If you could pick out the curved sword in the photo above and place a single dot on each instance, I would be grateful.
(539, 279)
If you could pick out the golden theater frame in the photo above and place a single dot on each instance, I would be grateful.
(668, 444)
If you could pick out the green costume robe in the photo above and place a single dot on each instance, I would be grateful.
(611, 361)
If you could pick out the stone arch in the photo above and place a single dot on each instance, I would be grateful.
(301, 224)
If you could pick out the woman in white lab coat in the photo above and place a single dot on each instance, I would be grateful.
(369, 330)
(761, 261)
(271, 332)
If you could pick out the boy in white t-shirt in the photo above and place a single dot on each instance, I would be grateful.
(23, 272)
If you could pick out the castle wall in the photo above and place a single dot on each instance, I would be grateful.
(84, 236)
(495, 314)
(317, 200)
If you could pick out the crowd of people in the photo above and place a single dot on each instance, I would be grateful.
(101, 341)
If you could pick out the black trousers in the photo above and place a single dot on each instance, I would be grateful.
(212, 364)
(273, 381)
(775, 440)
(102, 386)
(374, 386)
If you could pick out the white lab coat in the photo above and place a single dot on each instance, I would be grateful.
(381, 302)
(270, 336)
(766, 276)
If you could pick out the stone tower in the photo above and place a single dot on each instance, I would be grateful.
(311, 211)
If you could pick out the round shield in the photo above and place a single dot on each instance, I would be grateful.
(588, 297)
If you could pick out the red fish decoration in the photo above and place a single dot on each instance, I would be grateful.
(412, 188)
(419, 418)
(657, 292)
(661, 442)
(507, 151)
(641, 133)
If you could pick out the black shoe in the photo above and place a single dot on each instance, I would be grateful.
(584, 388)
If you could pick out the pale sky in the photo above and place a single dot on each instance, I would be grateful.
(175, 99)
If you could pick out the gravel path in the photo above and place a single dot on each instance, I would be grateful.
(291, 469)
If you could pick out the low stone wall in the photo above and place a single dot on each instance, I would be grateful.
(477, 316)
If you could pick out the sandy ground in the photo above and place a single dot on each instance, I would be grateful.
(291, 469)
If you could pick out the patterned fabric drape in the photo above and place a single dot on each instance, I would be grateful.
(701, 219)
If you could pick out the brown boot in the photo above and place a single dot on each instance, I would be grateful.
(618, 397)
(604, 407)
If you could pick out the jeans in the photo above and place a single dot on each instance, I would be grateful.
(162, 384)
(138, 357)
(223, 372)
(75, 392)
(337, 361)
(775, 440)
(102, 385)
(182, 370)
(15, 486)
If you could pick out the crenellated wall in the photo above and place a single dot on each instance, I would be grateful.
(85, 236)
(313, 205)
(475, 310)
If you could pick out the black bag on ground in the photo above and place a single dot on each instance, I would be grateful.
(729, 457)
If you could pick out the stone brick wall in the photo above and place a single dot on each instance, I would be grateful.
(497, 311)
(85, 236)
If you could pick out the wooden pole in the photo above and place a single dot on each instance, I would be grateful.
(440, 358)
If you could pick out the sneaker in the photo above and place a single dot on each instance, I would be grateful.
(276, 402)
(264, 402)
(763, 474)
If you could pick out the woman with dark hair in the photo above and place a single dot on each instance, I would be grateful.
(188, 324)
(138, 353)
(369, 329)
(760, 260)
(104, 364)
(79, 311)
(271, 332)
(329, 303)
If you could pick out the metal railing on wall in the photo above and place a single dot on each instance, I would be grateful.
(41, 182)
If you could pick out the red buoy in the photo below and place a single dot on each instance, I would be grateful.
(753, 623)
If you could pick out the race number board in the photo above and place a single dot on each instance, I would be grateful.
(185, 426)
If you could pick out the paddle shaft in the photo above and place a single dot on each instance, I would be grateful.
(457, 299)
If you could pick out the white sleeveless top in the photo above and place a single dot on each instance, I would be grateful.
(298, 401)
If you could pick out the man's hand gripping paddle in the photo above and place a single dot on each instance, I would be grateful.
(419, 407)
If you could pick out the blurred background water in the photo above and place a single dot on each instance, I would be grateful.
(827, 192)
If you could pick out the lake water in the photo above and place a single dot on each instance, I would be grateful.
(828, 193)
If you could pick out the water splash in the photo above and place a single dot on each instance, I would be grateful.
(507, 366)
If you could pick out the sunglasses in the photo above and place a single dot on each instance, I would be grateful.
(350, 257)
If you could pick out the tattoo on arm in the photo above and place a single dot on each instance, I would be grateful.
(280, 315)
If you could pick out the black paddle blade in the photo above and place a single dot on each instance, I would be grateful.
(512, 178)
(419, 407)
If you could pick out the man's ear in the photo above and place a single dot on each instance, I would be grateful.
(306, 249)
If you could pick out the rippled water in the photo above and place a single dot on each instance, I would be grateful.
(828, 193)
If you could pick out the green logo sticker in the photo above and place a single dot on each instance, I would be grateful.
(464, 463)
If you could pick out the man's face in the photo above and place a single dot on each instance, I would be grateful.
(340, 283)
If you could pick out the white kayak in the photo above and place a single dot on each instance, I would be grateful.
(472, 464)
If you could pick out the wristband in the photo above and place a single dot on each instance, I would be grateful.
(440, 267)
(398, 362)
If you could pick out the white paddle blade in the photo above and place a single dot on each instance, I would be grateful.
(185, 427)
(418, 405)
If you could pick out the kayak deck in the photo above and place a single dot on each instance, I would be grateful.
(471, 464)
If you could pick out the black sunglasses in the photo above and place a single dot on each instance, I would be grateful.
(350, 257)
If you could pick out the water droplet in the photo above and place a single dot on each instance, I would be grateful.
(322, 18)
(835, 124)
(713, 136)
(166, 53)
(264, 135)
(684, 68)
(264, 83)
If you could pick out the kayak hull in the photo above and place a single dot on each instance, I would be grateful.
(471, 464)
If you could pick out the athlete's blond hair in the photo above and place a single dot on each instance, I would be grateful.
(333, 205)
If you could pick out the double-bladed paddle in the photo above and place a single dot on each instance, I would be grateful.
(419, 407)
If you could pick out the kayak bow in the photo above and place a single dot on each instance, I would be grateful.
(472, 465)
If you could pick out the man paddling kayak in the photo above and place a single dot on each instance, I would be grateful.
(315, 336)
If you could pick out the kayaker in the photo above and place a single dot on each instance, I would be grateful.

........

**Your goal:**
Please write out the lines that run from the one with "If you could pick out the double-bladed" to the end of the records, both included, exactly as they appear.

**Output below:**
If you could pick out the double-bladed paddle in the photo above and place a single dot on each instance, I would be grateful.
(419, 407)
If you could pick out the kayak bow in the photo above and place a single dot on each instance, I would be grateful.
(472, 465)
If you could pick out the man paddling kayak in the photo above and place a single dot on each instance, I would be grateful.
(315, 336)
If you could pick out the kayaker in the photo above and place a single dot on each instance, I would be grateful.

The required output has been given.